▸ **MATERIAL PROVIDED**:
◇ ◇ ◇ ◇ ◇

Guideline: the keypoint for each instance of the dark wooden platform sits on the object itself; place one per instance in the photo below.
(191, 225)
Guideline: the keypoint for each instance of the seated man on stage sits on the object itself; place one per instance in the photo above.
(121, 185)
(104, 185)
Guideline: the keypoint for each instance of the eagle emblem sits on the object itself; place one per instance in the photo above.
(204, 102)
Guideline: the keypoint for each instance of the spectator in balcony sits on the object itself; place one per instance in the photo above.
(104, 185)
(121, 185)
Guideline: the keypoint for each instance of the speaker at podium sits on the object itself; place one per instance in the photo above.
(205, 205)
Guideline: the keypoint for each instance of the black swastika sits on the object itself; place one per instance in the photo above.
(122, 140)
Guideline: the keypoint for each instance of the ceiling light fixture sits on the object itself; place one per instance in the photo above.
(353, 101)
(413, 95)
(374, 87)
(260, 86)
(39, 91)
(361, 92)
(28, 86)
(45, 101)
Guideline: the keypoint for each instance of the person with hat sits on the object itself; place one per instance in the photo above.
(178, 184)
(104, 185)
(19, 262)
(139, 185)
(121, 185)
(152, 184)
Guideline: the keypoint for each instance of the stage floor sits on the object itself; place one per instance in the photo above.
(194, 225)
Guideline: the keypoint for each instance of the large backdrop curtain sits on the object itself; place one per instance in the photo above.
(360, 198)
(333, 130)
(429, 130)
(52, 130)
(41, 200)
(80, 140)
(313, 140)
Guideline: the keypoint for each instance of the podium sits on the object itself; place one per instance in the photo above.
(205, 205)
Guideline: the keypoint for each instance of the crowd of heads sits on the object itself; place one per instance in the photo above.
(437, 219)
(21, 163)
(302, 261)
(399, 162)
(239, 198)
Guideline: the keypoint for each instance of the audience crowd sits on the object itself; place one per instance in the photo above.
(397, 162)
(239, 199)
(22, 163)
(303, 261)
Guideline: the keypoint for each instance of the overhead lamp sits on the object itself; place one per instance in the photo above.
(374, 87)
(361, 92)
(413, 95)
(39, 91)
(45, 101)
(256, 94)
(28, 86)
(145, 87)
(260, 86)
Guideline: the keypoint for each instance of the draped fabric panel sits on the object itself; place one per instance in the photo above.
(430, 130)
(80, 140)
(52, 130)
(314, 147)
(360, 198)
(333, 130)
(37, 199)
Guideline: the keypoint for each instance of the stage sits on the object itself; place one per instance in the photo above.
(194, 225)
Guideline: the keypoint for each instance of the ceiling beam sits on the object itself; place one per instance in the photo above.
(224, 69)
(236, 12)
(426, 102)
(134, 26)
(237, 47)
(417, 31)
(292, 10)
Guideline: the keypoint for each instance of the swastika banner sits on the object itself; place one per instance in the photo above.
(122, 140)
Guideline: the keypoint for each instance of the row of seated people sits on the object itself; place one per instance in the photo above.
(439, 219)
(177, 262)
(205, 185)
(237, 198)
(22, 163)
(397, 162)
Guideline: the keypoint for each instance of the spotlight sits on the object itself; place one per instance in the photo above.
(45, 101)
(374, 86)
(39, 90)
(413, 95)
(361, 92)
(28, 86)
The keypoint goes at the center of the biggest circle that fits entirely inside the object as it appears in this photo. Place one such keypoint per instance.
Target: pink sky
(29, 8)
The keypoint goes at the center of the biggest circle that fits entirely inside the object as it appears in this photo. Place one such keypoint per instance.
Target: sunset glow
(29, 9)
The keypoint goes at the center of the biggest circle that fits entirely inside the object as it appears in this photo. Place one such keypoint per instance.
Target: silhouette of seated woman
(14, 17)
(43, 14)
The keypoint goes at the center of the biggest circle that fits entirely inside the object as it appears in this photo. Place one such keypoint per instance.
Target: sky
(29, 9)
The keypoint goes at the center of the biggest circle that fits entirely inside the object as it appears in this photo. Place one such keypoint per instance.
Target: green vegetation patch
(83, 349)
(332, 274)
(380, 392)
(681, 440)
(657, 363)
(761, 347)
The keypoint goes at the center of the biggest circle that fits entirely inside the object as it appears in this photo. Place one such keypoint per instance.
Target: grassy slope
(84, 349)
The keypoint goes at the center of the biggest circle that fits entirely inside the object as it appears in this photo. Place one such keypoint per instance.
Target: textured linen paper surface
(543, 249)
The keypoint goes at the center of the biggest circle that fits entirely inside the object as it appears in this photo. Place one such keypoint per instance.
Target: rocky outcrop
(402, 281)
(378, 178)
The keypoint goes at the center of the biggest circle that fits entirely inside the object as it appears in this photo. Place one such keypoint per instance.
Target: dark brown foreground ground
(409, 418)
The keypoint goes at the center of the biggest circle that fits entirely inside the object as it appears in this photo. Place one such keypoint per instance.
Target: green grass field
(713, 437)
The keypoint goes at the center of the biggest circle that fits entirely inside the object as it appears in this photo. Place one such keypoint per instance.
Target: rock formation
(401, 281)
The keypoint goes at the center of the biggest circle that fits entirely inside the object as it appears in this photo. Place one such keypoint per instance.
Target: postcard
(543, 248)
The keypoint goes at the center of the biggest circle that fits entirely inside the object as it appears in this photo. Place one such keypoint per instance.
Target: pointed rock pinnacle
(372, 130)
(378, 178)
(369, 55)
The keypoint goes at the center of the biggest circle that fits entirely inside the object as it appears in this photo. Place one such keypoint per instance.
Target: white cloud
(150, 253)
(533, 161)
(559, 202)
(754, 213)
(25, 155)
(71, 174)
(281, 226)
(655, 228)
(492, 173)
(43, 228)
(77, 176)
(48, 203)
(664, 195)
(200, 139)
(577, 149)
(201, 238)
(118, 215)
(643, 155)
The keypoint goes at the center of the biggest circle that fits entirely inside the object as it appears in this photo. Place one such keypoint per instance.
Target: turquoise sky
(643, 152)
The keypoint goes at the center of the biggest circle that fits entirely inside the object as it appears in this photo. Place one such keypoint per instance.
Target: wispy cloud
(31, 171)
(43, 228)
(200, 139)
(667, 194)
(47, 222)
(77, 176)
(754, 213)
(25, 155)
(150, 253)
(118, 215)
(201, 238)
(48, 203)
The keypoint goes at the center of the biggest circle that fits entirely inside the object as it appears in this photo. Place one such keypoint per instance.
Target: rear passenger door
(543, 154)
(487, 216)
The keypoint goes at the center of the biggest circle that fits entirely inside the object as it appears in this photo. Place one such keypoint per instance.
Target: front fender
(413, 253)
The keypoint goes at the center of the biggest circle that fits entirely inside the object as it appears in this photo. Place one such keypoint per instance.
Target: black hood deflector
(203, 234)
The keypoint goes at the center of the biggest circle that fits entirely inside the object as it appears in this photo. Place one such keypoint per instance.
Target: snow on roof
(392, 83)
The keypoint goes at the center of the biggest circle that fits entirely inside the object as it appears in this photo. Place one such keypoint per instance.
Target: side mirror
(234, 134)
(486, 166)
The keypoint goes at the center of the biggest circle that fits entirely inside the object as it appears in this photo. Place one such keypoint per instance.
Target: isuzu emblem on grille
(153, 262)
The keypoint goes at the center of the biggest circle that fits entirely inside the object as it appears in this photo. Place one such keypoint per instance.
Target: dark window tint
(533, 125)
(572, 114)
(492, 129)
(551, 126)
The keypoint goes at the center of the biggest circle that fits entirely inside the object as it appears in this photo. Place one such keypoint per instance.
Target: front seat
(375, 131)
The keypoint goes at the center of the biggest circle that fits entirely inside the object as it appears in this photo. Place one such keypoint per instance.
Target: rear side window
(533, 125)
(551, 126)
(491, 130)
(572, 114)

◇ ◇ ◇ ◇ ◇

▸ **WHAT IS EXPECTED**: Reproduce the listing above word for word.

▸ **ANSWER BELOW**:
Guideline: the keypoint for each instance of the dark wooden platform sits on the object itself; place one per instance in the photo below.
(191, 225)
Guideline: the keypoint for each instance of the seated man on stage sits on the object itself; place one per instance in the photo above.
(121, 185)
(104, 185)
Guideline: the keypoint for each instance of the eagle emblem sits on the object itself; place one per instance in the photo above.
(204, 102)
Guideline: the keypoint for each instance of the spectator in balcony sits on the object itself; place one per instance in the photo above.
(104, 185)
(121, 185)
Guideline: the keypoint for each instance of the speaker at podium sits on the object itself; place one per instance in the photo above.
(205, 205)
Guideline: the keypoint for each instance of the black swastika sits on the object itself; place one per instance in the photo above.
(122, 140)
Guideline: the keypoint for each instance of the ceiling light fixture sits on the object itself; place one per instance in the photo above.
(353, 101)
(413, 95)
(374, 87)
(260, 86)
(39, 91)
(361, 92)
(28, 86)
(45, 101)
Guideline: the keypoint for each instance of the person with hat sits on the object itself; place one per instance in the photo above.
(178, 184)
(104, 185)
(19, 262)
(139, 185)
(121, 185)
(152, 184)
Guideline: the keypoint for each instance of the stage floor sits on the object itself; place one per instance in the photo above.
(194, 225)
Guideline: the keypoint for each instance of the large backdrop curtain sits on the object itself; place one per instance in the photo above.
(360, 198)
(333, 130)
(429, 130)
(52, 130)
(41, 200)
(80, 140)
(313, 140)
Guideline: the keypoint for each instance of the podium sits on the object itself; place one per instance in the photo above.
(205, 205)
Guideline: the keypoint for each instance of the crowd of heads sits on the object itself; place one per instance in the photo above.
(437, 219)
(21, 163)
(302, 261)
(399, 162)
(239, 198)
Guideline: the keypoint for each instance of the audience crowd sits on the object itself; place one per instance in the photo above.
(397, 162)
(239, 199)
(22, 163)
(303, 261)
Guideline: the keypoint for each instance of the overhead lamp sits on the object itself; place one per instance in the photo above.
(374, 87)
(361, 92)
(413, 95)
(39, 91)
(45, 101)
(256, 94)
(28, 86)
(145, 87)
(260, 86)
Guideline: the keypoint for each instance of the draped fabric panel sits on the object itself; place one per instance in the photo above.
(430, 130)
(80, 140)
(52, 130)
(314, 147)
(360, 198)
(333, 130)
(37, 199)
Guideline: the keypoint for each instance of the stage sits on the object itself; place one per instance in the photo above.
(194, 225)
Guideline: the keypoint for each instance of the ceiling beam sits on the object itself; place one per instance in the photo above.
(224, 69)
(236, 12)
(426, 102)
(134, 26)
(237, 47)
(417, 31)
(292, 10)
Guideline: the keypoint for each instance of the swastika banner sits on the object itself; place one per instance in the photo above.
(122, 140)
Guideline: the keypoint for each instance of the row of seated people sits on the object itself; place one per instance in the photo above.
(439, 219)
(177, 262)
(205, 185)
(237, 198)
(22, 163)
(397, 162)
Guideline: the keypoint for each instance of the spotlight sits on the object itself; place one per instance in the photo above.
(45, 101)
(374, 86)
(39, 90)
(413, 95)
(361, 92)
(28, 86)
The keypoint goes at the center of the biggest circle that fits entirely inside the object as it appears in this photo. Place one such keypoint per instance.
Target: pink sky
(29, 8)
The keypoint goes at the center of the biggest circle that fits entirely inside the object as it appears in this photo. Place one such keypoint per instance.
Target: sunset glow
(29, 9)
The keypoint goes at the center of the biggest circle that fits entirely inside the object as it appears in this photo. Place one such keypoint per instance.
Target: silhouette of seated woman
(14, 17)
(43, 14)
The keypoint goes at the center of the biggest circle that fits entirely inside the object as it appears in this photo. Place one such keypoint per instance.
Target: sky
(29, 9)
The keypoint goes at the center of the biggest circle that fits entirely inside the object as it appears in this photo. Place one such keypoint per instance.
Target: green vegetation patch
(83, 349)
(332, 274)
(380, 392)
(681, 440)
(657, 363)
(761, 347)
The keypoint goes at the center of the biggest circle that fits entirely inside the object as it appears in this photo. Place one such keypoint per instance.
Target: grassy slope
(84, 349)
The keypoint goes at the center of the biggest circle that fits entirely inside the object as it appears in this photo. Place one such keypoint per instance.
Target: textured linen paper surface
(543, 249)
The keypoint goes at the center of the biggest circle that fits entirely inside the object as it appears in this photo. Place one such keypoint per instance.
Target: rocky outcrop
(402, 281)
(378, 178)
The keypoint goes at the center of the biggest circle that fits entirely inside the object as it appears in this photo. Place one such keypoint per instance.
Target: dark brown foreground ground
(409, 418)
The keypoint goes at the center of the biggest circle that fits entirely inside the object as it appears in this photo. Place one such keypoint per instance.
Target: green grass field
(713, 437)
The keypoint goes at the center of the biggest circle that fits entirely inside the object as it appears in this photo. Place one such keypoint per instance.
Target: rock formation
(401, 281)
The keypoint goes at the center of the biggest circle that fits entirely inside the object as it appears in this photo. Place one such keypoint per instance.
Target: postcard
(543, 248)
The keypoint goes at the center of the biggest circle that fits entirely inside the object as it appears in this photo. Place one such keypoint per instance.
Target: pointed rock pinnacle
(372, 130)
(378, 178)
(369, 55)
The keypoint goes at the center of the biggest circle that fits entirely inside the object as it appears in this photo. Place one such keypoint per instance.
Target: white cloud
(150, 253)
(533, 161)
(559, 202)
(754, 213)
(25, 155)
(71, 174)
(281, 226)
(655, 228)
(492, 173)
(43, 228)
(77, 176)
(48, 203)
(664, 195)
(200, 139)
(577, 149)
(201, 238)
(118, 215)
(643, 155)
The keypoint goes at the center of the biggest circle that fits entirely inside the object as it appears in this photo. Place one such keypoint per instance.
Target: turquoise sky
(643, 152)
The keypoint goes at the center of the biggest circle that fits entirely inside the object as it appears in this photo. Place one such keypoint per instance.
Target: wispy cloud
(31, 171)
(43, 228)
(200, 139)
(667, 194)
(47, 222)
(77, 176)
(754, 213)
(25, 155)
(150, 253)
(118, 215)
(201, 238)
(48, 203)
The keypoint goes at the center of the biggest circle that fits entirely inside the object as it appears in this photo. Place one such keypoint per instance.
Target: rear passenger door
(543, 154)
(487, 216)
The keypoint goes at the center of the biggest circle that fits entirely inside the object as it appears in this photo. Place one such keypoint per instance.
Target: front fender
(413, 253)
The keypoint goes at the center of the biggest circle that fits entirely inside the object as it appears in this photo. Place one such keypoint per instance.
Target: black hood deflector
(203, 234)
The keypoint goes at the center of the biggest circle that fits entirely inside the object as it appears in this photo. Place one such keypoint per instance.
Target: snow on roof
(392, 83)
The keypoint goes at the center of the biggest circle that fits entirely inside the object as it appears in this photo. Place one such keypoint per instance.
Target: side mirror
(234, 134)
(486, 166)
The keypoint goes at the center of the biggest circle that fits entirely inside the object as it appears in this photo. Place one such keypoint per instance.
Target: isuzu emblem on grille
(153, 262)
The keypoint goes at the center of the biggest circle that fits entirely inside the object as it appears in this photo. Place one such keypoint per instance.
Target: dark window tint
(533, 125)
(572, 114)
(492, 129)
(551, 126)
The keypoint goes at the center of the biggest circle that fits entirely inside the object as it appears in this photo. Place one such keypoint per instance.
Target: front seat
(375, 131)
The keypoint goes at the center of the biggest circle that fits entirely inside the object as it appears in this photo. Place one such keypoint per instance.
Target: rear side window
(533, 125)
(551, 126)
(491, 130)
(572, 114)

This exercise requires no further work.